┌─ DATASET CONTENT
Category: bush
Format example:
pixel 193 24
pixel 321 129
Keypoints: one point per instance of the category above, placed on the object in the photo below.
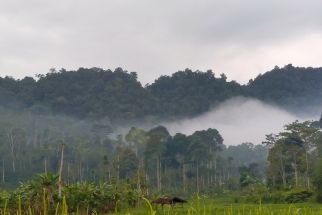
pixel 297 197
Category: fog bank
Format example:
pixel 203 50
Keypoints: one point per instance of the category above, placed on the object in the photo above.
pixel 239 120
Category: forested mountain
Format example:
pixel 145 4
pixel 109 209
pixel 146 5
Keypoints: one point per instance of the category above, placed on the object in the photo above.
pixel 289 86
pixel 118 95
pixel 188 93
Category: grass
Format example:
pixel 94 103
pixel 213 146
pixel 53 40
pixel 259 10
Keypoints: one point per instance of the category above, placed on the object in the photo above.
pixel 203 206
pixel 195 206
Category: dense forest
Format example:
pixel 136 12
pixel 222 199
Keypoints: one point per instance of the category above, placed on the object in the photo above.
pixel 74 113
pixel 118 95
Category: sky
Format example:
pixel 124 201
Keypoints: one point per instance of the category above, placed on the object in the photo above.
pixel 239 38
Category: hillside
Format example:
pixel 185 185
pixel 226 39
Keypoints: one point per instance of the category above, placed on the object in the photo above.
pixel 118 95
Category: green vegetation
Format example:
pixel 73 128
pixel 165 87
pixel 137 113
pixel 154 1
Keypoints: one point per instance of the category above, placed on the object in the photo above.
pixel 99 171
pixel 118 96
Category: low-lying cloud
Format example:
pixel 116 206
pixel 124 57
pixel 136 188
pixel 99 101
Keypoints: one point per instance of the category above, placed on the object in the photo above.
pixel 239 120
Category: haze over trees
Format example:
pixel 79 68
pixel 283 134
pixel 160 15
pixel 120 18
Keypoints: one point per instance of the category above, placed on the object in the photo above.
pixel 79 110
pixel 118 95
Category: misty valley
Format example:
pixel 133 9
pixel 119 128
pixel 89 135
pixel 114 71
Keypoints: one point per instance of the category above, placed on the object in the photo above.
pixel 96 141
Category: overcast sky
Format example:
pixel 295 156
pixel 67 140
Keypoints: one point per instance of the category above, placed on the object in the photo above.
pixel 240 38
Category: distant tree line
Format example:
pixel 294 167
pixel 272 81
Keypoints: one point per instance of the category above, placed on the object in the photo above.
pixel 118 95
pixel 153 159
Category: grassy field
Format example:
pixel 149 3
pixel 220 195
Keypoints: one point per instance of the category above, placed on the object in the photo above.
pixel 209 207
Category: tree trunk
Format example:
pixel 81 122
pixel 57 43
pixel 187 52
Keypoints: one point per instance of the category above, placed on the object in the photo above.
pixel 197 177
pixel 60 182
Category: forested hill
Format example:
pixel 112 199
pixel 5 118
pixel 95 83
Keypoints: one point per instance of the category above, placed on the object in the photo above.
pixel 289 86
pixel 97 93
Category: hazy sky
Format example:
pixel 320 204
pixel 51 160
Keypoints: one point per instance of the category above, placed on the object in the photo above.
pixel 240 38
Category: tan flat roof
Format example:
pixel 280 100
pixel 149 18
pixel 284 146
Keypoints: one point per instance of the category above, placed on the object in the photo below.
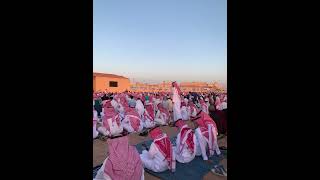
pixel 108 75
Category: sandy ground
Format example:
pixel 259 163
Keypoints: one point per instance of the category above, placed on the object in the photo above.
pixel 100 151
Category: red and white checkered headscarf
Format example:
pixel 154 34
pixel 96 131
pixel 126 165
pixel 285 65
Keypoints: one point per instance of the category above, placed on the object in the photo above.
pixel 186 135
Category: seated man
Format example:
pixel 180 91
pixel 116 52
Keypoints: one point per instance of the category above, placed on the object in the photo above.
pixel 95 119
pixel 160 157
pixel 123 162
pixel 204 107
pixel 139 107
pixel 184 111
pixel 132 121
pixel 162 116
pixel 186 148
pixel 192 110
pixel 148 116
pixel 206 133
pixel 111 123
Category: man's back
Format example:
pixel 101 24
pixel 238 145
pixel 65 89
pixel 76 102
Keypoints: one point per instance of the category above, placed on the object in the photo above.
pixel 132 103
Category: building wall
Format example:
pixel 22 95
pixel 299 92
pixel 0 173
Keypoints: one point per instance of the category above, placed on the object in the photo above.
pixel 101 83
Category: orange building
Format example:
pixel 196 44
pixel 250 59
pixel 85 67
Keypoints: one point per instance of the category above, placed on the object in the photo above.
└─
* [WHAT YOU HAVE TO DO]:
Convert every line of the rows above into a JSON list of strings, with one string for each line. Leave out blank lines and the pictures.

* [RESPONSE TO THIS EXERCISE]:
[
  "Category: bush",
  "Format example:",
  "pixel 193 24",
  "pixel 321 129",
  "Keypoints: one point per instance of the category above, placed on the object in the photo below.",
  "pixel 297 197",
  "Category: fog bank",
  "Format example:",
  "pixel 203 50",
  "Keypoints: one point per instance of the category above, placed on the object in the photo above.",
  "pixel 239 120",
  "Category: forested mountain",
  "Format example:",
  "pixel 145 4",
  "pixel 109 209",
  "pixel 146 5",
  "Keypoints: one point per instance of the category above, placed on the object in the photo above.",
  "pixel 289 86",
  "pixel 118 95",
  "pixel 188 93",
  "Category: grass",
  "Format example:",
  "pixel 94 103",
  "pixel 213 146",
  "pixel 53 40",
  "pixel 259 10",
  "Keypoints: one point per instance of the category above, placed on the object in the photo above.",
  "pixel 203 206",
  "pixel 195 206",
  "Category: dense forest",
  "Format example:",
  "pixel 136 12",
  "pixel 222 199",
  "Keypoints: one point per instance of the category above, placed on the object in the photo above.",
  "pixel 74 113",
  "pixel 118 95",
  "Category: sky",
  "Format example:",
  "pixel 124 201",
  "Keypoints: one point per instance of the category above, placed on the object in the photo above.",
  "pixel 239 38",
  "Category: hillside",
  "Format example:",
  "pixel 185 185",
  "pixel 226 39",
  "Keypoints: one point per instance of the category above, placed on the object in the photo above.",
  "pixel 118 95",
  "Category: green vegetation",
  "Format example:",
  "pixel 73 128",
  "pixel 165 87",
  "pixel 137 113",
  "pixel 154 1",
  "Keypoints: one point per instance of the category above, placed on the object in the photo above.",
  "pixel 99 171",
  "pixel 118 96",
  "Category: low-lying cloud",
  "Format example:",
  "pixel 116 206",
  "pixel 124 57",
  "pixel 136 188",
  "pixel 99 101",
  "Keypoints: one point per instance of the category above, placed on the object in the photo above.",
  "pixel 239 120",
  "Category: haze over trees",
  "Format example:",
  "pixel 79 68",
  "pixel 283 134",
  "pixel 160 15",
  "pixel 120 18",
  "Keypoints: one point per instance of the category above, placed on the object in the photo above.",
  "pixel 79 110",
  "pixel 118 95",
  "Category: misty valley",
  "Format example:",
  "pixel 133 9",
  "pixel 119 128",
  "pixel 89 135",
  "pixel 114 71",
  "Keypoints: one point per instance of the category above, placed on the object in the photo above.",
  "pixel 96 141",
  "Category: overcast sky",
  "Format example:",
  "pixel 295 156",
  "pixel 67 140",
  "Keypoints: one point per instance of the category above, placed on the object in the photo above.",
  "pixel 240 38",
  "Category: distant tree line",
  "Format example:",
  "pixel 294 167",
  "pixel 272 81",
  "Keypoints: one point per instance of the category above, placed on the object in the photo above.",
  "pixel 118 95",
  "pixel 153 159",
  "Category: grassy field",
  "Format example:",
  "pixel 149 3",
  "pixel 220 195",
  "Keypoints: one point per instance of the category above, placed on the object in the photo above.",
  "pixel 209 207",
  "Category: tree trunk",
  "Format example:",
  "pixel 81 122",
  "pixel 57 43",
  "pixel 187 52",
  "Keypoints: one point per instance of the category above, placed on the object in the photo above.",
  "pixel 197 177",
  "pixel 60 182",
  "Category: forested hill",
  "Format example:",
  "pixel 112 199",
  "pixel 5 118",
  "pixel 95 83",
  "Keypoints: one point per instance of the category above, placed on the object in the photo above.",
  "pixel 289 86",
  "pixel 97 93",
  "Category: hazy sky",
  "Format example:",
  "pixel 320 204",
  "pixel 51 160",
  "Keypoints: one point per instance of the category above, placed on the object in the photo above.",
  "pixel 240 38",
  "Category: tan flat roof",
  "Format example:",
  "pixel 280 100",
  "pixel 149 18",
  "pixel 284 146",
  "Keypoints: one point per instance of the category above, placed on the object in the photo below.",
  "pixel 108 75",
  "Category: sandy ground",
  "Format example:",
  "pixel 259 163",
  "Keypoints: one point per instance of the category above, placed on the object in the photo above.",
  "pixel 100 151",
  "Category: red and white checkered headscarf",
  "Format example:",
  "pixel 154 34",
  "pixel 96 131",
  "pixel 126 165",
  "pixel 285 65",
  "Keypoints: one point per instance of the category above, placed on the object in the photo above.",
  "pixel 186 135",
  "Category: seated man",
  "Format example:",
  "pixel 180 91",
  "pixel 116 52",
  "Keypoints: one point per instance of the category above, placed on the object in the photo above.",
  "pixel 95 119",
  "pixel 160 157",
  "pixel 123 162",
  "pixel 204 107",
  "pixel 139 107",
  "pixel 184 111",
  "pixel 132 121",
  "pixel 162 116",
  "pixel 186 148",
  "pixel 192 110",
  "pixel 148 116",
  "pixel 206 133",
  "pixel 111 123",
  "Category: man's back",
  "Format example:",
  "pixel 101 24",
  "pixel 238 145",
  "pixel 65 89",
  "pixel 76 102",
  "Keypoints: one point per instance of the category above, placed on the object in the photo above.",
  "pixel 132 103",
  "Category: building wall",
  "Format example:",
  "pixel 22 95",
  "pixel 299 92",
  "pixel 0 173",
  "Keypoints: one point per instance of the category above, placed on the object in the photo above.",
  "pixel 101 83",
  "Category: orange building",
  "Format example:",
  "pixel 196 44",
  "pixel 250 59",
  "pixel 85 67",
  "Keypoints: one point per instance of the category above, placed on the object in the photo above."
]